## BEGIN Given passage

It may be necessary to limit the supply voltage to the component to limit the power dissipation. For CMOS, typically, the higher the voltage, the higher the power dissipation. The supply voltage can be limited through the design of the supply.<sup>14, 19, 24</sup>

# 5.2.5.2.3 Decreased Frequency (5h)

Decreasing the operational frequency for CMOS components will reduce the power dissipation. Usage of decreased frequency must be used with great care: processors in space vehicles are performing real-time tasks and anything that slows down processing that violates the processing period can result in loss of data, loss of vehicle function (temporary), or in the case of the space craft control computer, loss of vehicle.<sup>24</sup>

#### 5.2.5.3 Vacuum

The effect of vacuum affects both useful life of the component, but also its parametric performance. Mitigations 5j-o discuss options for vacuum effects.

# 5.2.5.3.1 Conservative Derating (5j)

## END Given passage

Work to do
• 1. Rewrite the paragraph of the given passage that begins "Decreasing the operational frequency" as a brief bulleted list that keeps its main facts.
• 2. Which mitigations does the given passage identify as discussing options for vacuum effects?

## BEGIN Data

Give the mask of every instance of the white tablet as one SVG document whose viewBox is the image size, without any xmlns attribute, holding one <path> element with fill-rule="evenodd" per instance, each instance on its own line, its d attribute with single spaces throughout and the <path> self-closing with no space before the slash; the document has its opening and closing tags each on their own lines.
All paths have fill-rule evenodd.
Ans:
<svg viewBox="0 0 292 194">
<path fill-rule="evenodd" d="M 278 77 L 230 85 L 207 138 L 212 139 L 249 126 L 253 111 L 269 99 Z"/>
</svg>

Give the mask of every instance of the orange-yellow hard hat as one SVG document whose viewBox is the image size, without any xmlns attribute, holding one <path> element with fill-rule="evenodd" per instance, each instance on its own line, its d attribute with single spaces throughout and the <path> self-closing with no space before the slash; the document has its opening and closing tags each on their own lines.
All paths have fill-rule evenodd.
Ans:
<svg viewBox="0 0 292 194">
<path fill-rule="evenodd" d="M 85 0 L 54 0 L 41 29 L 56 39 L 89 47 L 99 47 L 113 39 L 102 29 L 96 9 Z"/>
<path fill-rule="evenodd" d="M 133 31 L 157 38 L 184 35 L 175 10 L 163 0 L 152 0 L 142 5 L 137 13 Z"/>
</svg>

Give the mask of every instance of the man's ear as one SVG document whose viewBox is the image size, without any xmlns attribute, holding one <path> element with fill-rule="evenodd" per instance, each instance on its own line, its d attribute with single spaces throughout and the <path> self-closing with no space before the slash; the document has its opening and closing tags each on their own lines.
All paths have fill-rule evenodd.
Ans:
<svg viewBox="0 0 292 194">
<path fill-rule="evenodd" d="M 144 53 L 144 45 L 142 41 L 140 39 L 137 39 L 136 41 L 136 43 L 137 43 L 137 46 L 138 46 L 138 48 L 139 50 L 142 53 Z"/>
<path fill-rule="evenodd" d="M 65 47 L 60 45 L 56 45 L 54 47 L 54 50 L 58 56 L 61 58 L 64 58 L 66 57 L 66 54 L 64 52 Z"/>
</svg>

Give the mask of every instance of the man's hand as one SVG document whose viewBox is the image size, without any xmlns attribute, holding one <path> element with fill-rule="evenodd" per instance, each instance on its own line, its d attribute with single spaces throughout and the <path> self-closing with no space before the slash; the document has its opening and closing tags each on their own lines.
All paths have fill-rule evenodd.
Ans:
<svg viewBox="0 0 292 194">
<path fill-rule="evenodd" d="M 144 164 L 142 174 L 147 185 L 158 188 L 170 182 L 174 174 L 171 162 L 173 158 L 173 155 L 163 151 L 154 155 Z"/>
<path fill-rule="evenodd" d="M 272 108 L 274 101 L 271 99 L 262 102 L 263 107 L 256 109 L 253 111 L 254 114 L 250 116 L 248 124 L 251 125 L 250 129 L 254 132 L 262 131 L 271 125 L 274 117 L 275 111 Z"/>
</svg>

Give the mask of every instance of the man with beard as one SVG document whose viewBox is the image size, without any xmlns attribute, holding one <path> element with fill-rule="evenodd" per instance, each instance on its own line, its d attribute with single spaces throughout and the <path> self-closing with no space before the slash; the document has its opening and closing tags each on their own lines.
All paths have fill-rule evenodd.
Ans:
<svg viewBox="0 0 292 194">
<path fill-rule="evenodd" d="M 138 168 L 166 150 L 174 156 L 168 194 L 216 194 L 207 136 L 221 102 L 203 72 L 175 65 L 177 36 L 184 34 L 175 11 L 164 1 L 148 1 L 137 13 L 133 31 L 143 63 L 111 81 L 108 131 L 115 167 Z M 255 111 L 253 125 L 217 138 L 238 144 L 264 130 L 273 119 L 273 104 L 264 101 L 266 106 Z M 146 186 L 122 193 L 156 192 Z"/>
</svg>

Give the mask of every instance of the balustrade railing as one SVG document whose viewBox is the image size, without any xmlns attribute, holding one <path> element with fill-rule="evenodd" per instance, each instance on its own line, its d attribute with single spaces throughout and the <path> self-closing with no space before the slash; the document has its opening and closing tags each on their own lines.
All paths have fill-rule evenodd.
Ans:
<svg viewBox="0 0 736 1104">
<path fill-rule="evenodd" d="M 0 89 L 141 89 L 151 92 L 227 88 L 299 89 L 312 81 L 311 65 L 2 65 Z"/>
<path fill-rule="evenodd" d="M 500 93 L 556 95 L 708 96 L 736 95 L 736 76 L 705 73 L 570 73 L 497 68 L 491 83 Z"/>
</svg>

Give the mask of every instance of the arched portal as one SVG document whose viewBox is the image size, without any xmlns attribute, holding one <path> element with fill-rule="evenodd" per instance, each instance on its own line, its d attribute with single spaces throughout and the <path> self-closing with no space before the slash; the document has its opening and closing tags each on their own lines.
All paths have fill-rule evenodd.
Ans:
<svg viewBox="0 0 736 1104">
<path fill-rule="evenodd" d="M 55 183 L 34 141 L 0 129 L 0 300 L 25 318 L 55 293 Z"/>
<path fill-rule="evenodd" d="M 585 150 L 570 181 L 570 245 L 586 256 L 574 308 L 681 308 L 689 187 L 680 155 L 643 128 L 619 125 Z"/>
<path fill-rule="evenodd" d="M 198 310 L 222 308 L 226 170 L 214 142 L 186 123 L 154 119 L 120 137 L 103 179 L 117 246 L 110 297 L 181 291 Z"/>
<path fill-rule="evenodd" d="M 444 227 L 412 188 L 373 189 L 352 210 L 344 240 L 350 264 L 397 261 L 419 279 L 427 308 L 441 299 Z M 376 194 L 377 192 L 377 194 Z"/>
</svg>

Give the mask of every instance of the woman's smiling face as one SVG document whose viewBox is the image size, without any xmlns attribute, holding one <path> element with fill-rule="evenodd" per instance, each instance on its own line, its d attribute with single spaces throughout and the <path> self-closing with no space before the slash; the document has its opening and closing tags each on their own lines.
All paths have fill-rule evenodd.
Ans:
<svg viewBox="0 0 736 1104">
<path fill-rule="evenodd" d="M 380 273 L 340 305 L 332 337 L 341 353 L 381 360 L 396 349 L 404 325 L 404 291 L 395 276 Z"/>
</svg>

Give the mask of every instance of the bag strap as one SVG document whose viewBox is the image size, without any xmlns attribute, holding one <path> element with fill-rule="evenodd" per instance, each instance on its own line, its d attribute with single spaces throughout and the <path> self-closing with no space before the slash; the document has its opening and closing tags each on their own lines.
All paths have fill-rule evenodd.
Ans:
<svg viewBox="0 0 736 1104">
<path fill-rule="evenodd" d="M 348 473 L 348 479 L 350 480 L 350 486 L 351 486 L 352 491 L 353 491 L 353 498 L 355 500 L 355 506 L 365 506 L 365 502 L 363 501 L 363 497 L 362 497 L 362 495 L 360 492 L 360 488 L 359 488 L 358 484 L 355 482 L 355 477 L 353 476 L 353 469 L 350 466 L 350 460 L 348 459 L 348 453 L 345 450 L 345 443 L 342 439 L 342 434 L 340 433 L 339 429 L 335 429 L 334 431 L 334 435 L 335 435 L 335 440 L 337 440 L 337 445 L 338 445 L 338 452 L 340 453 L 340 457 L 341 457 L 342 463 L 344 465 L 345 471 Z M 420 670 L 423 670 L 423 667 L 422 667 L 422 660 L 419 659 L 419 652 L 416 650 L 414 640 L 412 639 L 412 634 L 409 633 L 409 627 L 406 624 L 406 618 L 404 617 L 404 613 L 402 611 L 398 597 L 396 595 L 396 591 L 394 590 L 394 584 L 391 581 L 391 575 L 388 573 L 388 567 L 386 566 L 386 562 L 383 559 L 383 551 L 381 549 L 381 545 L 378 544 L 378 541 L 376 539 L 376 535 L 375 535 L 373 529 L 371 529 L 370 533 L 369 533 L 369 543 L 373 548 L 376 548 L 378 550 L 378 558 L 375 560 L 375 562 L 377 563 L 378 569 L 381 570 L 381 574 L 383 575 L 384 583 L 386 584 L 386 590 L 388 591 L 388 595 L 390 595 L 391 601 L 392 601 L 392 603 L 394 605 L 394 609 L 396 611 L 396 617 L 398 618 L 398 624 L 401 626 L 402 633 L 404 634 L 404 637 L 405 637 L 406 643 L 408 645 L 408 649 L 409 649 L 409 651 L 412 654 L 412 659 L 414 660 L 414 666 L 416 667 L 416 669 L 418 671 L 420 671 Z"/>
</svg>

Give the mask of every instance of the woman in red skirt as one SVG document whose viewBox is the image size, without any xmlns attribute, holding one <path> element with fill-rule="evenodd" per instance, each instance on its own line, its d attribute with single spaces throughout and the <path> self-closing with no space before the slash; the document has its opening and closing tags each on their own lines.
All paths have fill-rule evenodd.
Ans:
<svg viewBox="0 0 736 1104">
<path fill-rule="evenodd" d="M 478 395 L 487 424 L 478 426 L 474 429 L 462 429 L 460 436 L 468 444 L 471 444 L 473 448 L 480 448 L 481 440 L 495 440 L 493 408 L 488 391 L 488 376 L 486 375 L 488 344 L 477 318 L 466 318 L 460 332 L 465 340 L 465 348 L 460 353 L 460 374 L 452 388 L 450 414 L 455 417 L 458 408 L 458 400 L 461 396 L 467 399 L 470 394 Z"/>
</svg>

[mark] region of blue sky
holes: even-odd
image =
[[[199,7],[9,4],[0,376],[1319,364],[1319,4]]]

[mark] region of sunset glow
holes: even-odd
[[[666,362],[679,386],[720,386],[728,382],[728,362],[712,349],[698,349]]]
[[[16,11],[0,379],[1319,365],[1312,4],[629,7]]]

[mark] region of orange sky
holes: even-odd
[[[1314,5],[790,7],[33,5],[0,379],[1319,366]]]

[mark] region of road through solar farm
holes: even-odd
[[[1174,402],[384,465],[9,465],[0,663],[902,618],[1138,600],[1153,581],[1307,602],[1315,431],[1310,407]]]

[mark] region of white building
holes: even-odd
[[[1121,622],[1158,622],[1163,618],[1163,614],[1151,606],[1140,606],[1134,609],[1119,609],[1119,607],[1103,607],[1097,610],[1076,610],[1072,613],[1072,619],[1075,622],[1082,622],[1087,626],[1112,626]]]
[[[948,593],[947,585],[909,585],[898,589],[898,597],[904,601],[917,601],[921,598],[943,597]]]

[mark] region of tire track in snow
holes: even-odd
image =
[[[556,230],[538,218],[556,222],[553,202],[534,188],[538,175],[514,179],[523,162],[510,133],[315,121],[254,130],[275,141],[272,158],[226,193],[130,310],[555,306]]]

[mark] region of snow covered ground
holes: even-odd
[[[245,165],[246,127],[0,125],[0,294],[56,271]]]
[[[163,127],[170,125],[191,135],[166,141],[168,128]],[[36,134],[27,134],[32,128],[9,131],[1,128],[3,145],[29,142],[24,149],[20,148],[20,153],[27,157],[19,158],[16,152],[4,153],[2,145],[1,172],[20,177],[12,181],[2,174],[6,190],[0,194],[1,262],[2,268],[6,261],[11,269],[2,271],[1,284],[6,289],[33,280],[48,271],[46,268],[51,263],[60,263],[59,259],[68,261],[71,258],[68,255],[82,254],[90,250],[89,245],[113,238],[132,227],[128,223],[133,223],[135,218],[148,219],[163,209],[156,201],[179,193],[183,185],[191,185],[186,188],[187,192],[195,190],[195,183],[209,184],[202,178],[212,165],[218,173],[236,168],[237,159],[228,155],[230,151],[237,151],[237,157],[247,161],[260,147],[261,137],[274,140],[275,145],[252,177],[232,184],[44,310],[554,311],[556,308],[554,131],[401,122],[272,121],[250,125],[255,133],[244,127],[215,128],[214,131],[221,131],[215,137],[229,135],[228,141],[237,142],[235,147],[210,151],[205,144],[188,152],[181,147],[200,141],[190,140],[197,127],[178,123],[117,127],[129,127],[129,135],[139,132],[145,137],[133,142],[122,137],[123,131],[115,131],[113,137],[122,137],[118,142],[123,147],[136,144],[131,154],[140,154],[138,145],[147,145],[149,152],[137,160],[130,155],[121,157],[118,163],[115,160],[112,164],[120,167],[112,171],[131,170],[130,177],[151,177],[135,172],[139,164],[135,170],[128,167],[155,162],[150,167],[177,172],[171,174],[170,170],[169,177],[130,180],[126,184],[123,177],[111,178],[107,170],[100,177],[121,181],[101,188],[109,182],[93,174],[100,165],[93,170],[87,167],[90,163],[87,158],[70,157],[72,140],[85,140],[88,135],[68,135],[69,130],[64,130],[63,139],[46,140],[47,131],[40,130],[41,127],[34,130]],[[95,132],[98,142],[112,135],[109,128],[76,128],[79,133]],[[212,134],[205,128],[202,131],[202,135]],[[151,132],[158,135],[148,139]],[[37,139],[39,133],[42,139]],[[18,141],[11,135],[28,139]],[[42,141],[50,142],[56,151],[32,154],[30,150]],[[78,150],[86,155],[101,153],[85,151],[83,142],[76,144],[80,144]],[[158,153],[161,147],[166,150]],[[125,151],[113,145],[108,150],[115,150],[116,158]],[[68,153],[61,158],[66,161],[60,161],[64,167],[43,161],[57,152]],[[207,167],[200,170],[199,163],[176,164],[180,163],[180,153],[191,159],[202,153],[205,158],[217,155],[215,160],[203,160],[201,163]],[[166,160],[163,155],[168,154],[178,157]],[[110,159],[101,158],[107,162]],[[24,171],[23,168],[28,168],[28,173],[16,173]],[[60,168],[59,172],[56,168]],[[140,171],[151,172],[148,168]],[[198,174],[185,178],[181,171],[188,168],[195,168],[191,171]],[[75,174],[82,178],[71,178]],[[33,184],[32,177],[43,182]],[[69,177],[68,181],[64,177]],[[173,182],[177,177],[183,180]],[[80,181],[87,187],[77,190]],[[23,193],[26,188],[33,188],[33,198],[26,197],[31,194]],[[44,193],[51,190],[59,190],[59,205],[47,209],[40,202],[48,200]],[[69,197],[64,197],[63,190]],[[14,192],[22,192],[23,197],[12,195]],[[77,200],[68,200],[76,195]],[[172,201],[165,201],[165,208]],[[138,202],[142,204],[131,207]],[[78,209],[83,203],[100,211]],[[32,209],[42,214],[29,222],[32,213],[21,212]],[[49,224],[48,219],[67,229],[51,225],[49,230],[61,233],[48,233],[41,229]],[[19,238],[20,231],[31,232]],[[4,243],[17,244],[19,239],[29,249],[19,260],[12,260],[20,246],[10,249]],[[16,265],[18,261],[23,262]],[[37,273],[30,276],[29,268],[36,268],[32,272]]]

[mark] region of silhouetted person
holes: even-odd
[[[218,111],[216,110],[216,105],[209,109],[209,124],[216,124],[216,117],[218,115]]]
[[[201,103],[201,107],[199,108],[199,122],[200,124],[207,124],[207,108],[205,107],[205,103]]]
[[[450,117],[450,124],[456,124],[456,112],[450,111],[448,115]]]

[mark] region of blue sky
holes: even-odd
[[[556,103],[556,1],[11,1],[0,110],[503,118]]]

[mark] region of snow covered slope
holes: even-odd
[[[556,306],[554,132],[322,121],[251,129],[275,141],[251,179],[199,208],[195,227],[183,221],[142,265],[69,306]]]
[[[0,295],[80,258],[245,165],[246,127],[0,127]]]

## END Data

Answers provided
• 1.
- Lowering the operational frequency of CMOS components reduces power dissipation.
- This approach requires great care, because space vehicle processors perform real-time tasks.
- Slowing processing so that it violates the processing period can cause:
  - loss of data
  - temporary loss of vehicle function
  - loss of the vehicle, in the case of the spacecraft control computer

• 2. Mitigations 5j-o.